Exercise goal: Copy the rows below verbatim, starting at the line that contains "Using the photo shown above, find the american" and ending with the final line of the rows.

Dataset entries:
>>

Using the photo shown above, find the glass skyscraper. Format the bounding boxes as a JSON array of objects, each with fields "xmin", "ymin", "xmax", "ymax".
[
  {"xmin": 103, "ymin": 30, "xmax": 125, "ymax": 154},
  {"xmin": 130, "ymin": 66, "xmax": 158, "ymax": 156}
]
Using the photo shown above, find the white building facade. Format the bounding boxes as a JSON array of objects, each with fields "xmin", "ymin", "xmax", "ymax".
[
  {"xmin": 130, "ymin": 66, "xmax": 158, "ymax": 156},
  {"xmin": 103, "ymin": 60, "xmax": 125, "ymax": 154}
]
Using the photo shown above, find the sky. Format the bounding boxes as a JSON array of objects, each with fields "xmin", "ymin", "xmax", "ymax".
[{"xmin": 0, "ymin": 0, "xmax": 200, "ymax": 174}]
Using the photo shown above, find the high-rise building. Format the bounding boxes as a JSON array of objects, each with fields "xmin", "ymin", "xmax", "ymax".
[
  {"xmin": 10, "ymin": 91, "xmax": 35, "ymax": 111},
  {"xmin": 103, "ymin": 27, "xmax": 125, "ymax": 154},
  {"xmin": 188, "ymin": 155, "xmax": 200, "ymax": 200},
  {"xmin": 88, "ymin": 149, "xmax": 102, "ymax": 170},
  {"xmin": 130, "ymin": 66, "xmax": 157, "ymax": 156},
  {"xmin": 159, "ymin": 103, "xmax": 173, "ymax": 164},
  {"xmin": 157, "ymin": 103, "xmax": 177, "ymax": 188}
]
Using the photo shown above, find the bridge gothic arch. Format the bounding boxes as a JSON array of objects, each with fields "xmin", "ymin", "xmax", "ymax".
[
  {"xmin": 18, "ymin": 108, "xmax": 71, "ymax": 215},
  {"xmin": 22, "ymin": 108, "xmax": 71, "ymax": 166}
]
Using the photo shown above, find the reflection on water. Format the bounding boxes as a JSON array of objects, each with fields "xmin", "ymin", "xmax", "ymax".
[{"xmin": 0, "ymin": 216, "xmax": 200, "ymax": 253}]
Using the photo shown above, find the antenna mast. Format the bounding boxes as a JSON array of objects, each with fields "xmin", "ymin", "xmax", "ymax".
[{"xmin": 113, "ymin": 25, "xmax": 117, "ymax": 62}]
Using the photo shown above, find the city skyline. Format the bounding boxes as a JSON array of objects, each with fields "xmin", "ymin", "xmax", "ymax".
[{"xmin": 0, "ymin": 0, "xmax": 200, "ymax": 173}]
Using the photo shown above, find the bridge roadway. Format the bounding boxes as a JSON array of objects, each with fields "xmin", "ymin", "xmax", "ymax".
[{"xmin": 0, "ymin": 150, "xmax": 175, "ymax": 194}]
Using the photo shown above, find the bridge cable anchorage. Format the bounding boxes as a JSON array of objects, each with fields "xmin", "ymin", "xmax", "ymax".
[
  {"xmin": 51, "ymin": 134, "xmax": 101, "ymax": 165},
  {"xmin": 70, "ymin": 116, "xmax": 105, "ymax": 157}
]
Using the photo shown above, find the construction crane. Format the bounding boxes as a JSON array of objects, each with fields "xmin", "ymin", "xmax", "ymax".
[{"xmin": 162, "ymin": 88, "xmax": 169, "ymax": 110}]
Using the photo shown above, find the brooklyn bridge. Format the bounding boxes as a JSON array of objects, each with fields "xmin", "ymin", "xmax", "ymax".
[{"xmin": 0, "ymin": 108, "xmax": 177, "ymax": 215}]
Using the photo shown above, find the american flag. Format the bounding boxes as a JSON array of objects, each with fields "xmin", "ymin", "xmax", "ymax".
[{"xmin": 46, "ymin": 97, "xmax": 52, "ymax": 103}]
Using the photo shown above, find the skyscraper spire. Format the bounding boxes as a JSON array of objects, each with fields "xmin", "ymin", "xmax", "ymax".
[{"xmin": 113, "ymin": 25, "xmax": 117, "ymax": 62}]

<<

Output:
Using the photo shown above, find the american flag. Format the bounding boxes as a JSON array of objects, each with fields "xmin", "ymin", "xmax", "ymax".
[{"xmin": 46, "ymin": 97, "xmax": 52, "ymax": 103}]
Using the photo shown above, find the skyscraper spire. Format the bounding boxes as a JSON array of objects, each with fields "xmin", "ymin", "xmax", "ymax".
[{"xmin": 113, "ymin": 25, "xmax": 117, "ymax": 62}]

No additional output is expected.